* [Text excerpt]
━━━━━━━━━━━━━━━━━━━━━━━━━━━━━━

Of Falls and Rivers, Sparks and Stripes
Teri Stripes, a planner with the City of Spokane, stressed the importance of public private partnerships and, emphatically, plans in Spokane’s redevelopment efforts, which were highlighted at the Northwest Remediation Conference. These plans are being successfully applied along the Spokane River and the industrial activities that grew from it, which are now the Riverfront Park and Kendall Yards.
Spokane River’s history dates back to the end of the last Ice Age 15,000 years ago. The Spokane Tribe and other regional tribes gathered along the river to hunt, fish, and collect roots and berries. The lower falls and gorge are still considered sacred to the Spokane Tribe. To this day, regional tribes gather every year near the falls to celebrate their traditions and culture.
The Riverfront Park redevelopment is the comprehensive plan to update and improve the 100-acre Park for the next generation. Industrialization first started in what is now the Park in the late 1870s with industries that used Spokane Falls for power generation. Factories, flour and lumber mills, commercial enterprises and railroad lines were on the site by the 1880s. After the Great Fire of 1889, most of downtown Spokane was destroyed, and by 1900, new development was in place along the south bank of the river, predominantly with municipal buildings, paint shops and printing facilities. Mill activities used the river to transport and store logs. The Union Pacific Passenger Depot, built in 1914, displaced residences and lodgings, and by 1929, the park area was almost completely developed with buildings and railroad infrastructure. Eventually the site became a regional hub for rail industry and transportation, containing multiple factories, depots, and tracks for four transcontinental railroads. The area continued to be used for industry and transportation until the late 1950s when industries declined and vacated, buildings were demolished and replaced with parking. The City of Spokane acquired the railroad properties in the park area in 1972, and most railroad and industrial structures were removed to make way for World’s Fair of 1974 (Expo ’74).

━━━━━━━━━━━━━━━━━━━━━━━━━━━━━━

Stored entries
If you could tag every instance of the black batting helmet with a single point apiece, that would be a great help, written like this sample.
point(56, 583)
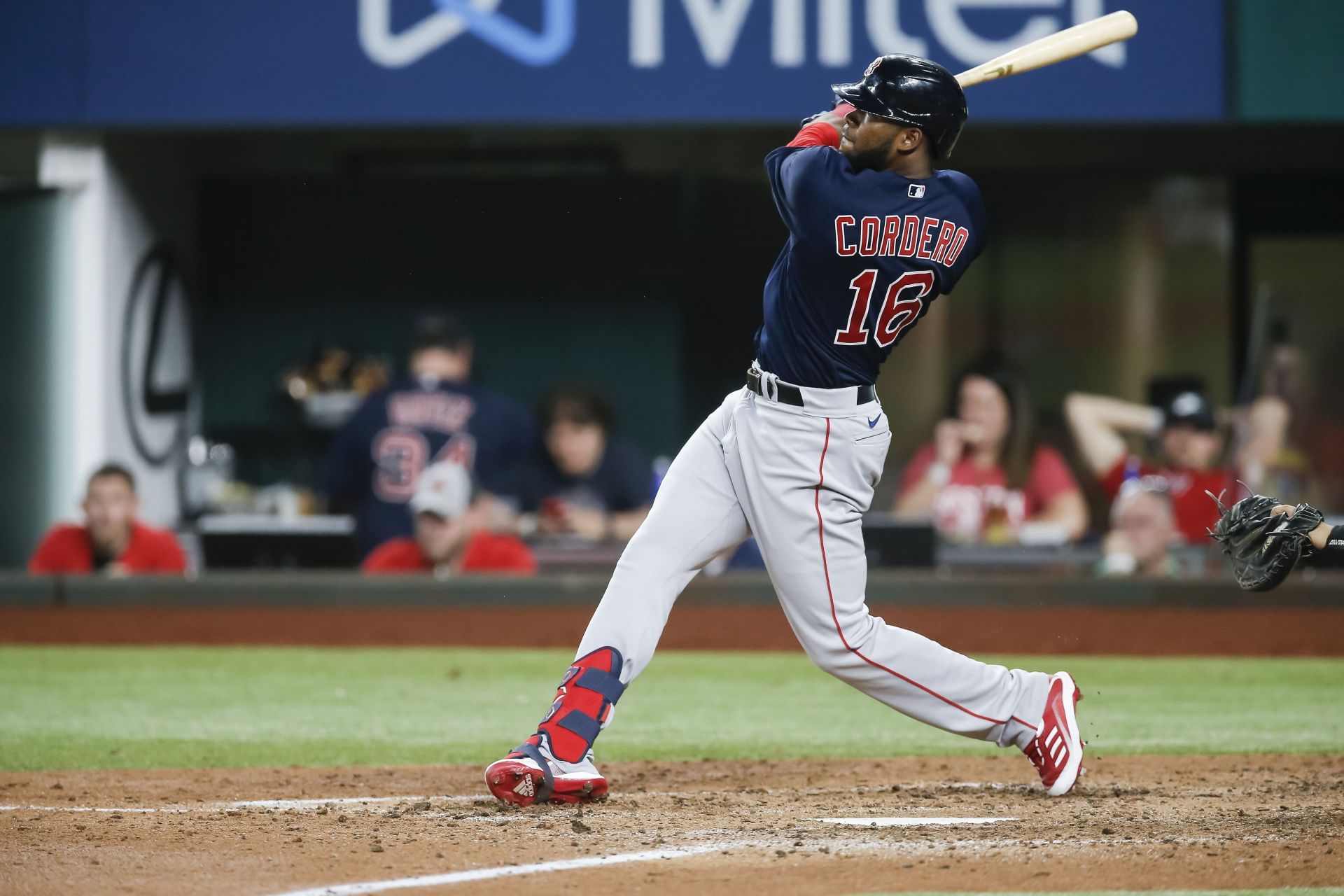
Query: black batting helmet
point(914, 92)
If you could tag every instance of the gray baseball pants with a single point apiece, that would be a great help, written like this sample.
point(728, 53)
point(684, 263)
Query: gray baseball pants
point(802, 479)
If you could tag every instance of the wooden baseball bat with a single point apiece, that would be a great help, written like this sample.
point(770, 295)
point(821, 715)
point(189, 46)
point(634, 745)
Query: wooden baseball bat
point(1057, 48)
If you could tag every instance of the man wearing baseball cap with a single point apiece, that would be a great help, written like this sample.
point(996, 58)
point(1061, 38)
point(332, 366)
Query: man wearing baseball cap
point(1190, 448)
point(448, 540)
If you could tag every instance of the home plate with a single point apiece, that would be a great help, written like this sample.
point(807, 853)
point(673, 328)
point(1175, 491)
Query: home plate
point(909, 822)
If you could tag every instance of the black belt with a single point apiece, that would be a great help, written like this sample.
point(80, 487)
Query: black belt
point(793, 396)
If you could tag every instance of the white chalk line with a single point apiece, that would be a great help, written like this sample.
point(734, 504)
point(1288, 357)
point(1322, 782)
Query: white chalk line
point(505, 871)
point(332, 802)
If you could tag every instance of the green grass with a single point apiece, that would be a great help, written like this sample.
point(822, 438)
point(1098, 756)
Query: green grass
point(194, 707)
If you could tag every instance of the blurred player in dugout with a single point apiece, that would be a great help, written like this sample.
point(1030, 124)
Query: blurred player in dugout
point(111, 540)
point(581, 481)
point(436, 414)
point(986, 477)
point(449, 538)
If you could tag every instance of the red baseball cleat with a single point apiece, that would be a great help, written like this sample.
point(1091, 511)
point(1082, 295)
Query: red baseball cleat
point(527, 777)
point(1058, 748)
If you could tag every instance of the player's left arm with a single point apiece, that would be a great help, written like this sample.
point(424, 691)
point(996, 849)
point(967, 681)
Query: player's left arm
point(823, 130)
point(1323, 536)
point(806, 175)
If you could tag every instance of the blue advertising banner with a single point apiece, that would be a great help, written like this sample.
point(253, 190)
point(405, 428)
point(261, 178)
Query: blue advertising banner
point(319, 62)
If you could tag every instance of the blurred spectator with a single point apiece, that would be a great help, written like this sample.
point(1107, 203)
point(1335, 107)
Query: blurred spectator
point(984, 477)
point(112, 540)
point(448, 535)
point(581, 481)
point(1189, 460)
point(1142, 530)
point(433, 415)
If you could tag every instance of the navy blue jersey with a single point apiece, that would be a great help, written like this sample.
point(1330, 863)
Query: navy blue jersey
point(397, 433)
point(867, 254)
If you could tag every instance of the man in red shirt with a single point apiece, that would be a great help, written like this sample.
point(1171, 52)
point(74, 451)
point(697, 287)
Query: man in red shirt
point(448, 539)
point(112, 540)
point(1190, 453)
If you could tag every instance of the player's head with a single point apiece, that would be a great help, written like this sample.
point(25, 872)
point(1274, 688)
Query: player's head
point(1191, 438)
point(904, 106)
point(111, 507)
point(1142, 514)
point(440, 504)
point(574, 426)
point(991, 399)
point(441, 349)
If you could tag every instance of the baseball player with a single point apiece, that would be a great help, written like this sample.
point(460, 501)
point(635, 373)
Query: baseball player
point(875, 234)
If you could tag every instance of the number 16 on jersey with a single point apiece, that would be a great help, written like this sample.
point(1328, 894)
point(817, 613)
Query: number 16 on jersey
point(901, 307)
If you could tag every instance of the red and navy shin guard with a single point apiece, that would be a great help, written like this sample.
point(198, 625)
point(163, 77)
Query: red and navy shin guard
point(582, 706)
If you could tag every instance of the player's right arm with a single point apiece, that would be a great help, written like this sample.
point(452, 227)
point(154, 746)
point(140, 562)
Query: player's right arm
point(1100, 425)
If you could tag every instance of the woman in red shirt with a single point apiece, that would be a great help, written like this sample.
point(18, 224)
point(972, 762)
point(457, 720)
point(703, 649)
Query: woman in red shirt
point(984, 476)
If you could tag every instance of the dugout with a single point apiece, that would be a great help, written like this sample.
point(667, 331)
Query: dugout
point(617, 250)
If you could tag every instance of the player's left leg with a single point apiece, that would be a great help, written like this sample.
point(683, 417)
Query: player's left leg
point(806, 482)
point(694, 517)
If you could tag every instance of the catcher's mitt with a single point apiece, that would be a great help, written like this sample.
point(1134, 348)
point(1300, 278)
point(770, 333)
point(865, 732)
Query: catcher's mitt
point(1264, 547)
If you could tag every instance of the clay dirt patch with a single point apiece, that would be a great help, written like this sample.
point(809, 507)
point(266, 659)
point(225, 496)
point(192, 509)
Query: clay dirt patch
point(1135, 822)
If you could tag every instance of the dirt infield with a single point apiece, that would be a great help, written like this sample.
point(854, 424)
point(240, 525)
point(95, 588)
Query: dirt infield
point(1135, 822)
point(1073, 630)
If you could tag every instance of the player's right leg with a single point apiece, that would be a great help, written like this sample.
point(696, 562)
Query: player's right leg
point(695, 517)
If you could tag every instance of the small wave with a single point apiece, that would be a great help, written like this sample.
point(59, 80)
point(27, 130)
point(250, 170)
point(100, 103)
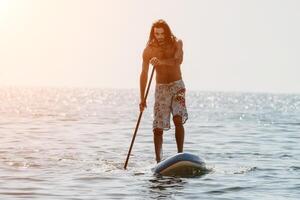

━━━━━━━━━━━━━━━━━━━━━━━━━━━━━━

* [Tasks to perform]
A. From the stored entries, reproduce every line, requests included, starting at the line that contains "If you could tag every instance of the blurred player" and stopping after the line that contains "point(1058, 748)". Scale each answer coordinate by 0.5 and round to whole numbers with halves rounded up, leaving the sample points in the requests unchanged.
B. Continue the text on Spokane's riverfront redevelopment from the point where it ends.

* [Answers given]
A.
If you could tag every instance of the blurred player in dugout with a single point apiece, that would be a great help, written like this sample.
point(1030, 124)
Query: blurred player in dugout
point(56, 270)
point(291, 241)
point(218, 207)
point(493, 239)
point(225, 269)
If you could tag every instance of the red baseball cleat with a single point apiece, that would be a great help, written like this sample.
point(1091, 511)
point(1082, 295)
Query: red baseball cleat
point(264, 389)
point(529, 374)

B.
Impacts at the site is related to its railroad and industrial history, fill and fire, which in combination resulted in contamination from metals, petroleum and solvents. In 2016, Spokane received, with CCLR assistance, EPA cleanup grants worth $600,000, which will seed the estimated $3Million needed for construction-associated cleanup for a portion the park. As a long term project, the plans will be useful in ensuring safety while maximizing access to its cultural heritage and the new Park facilities that will be added over time.
Kendall Yards is designed as a multi-use walkable community connected to downtown Spokane. Street-level commercial businesses are intermixed with public spaces, public art, Centennial Trail connection, and single- and multi-family housing.
From 1914 to 1955, various railroad companies operated a complex that included rail yards, a railroad turntable, above-ground oil storage tanks, oil distribution pipelines, warehouses, plating operations and storage. Both coal- and oil-fired steam engines were serviced here. Between 1955 and the late 1980s, railroad operations were abandoned, dismantled and filled. Contaminants found included Bunker C fuel, metals-containing ash, metals, solvents, PAHs, and petroleum.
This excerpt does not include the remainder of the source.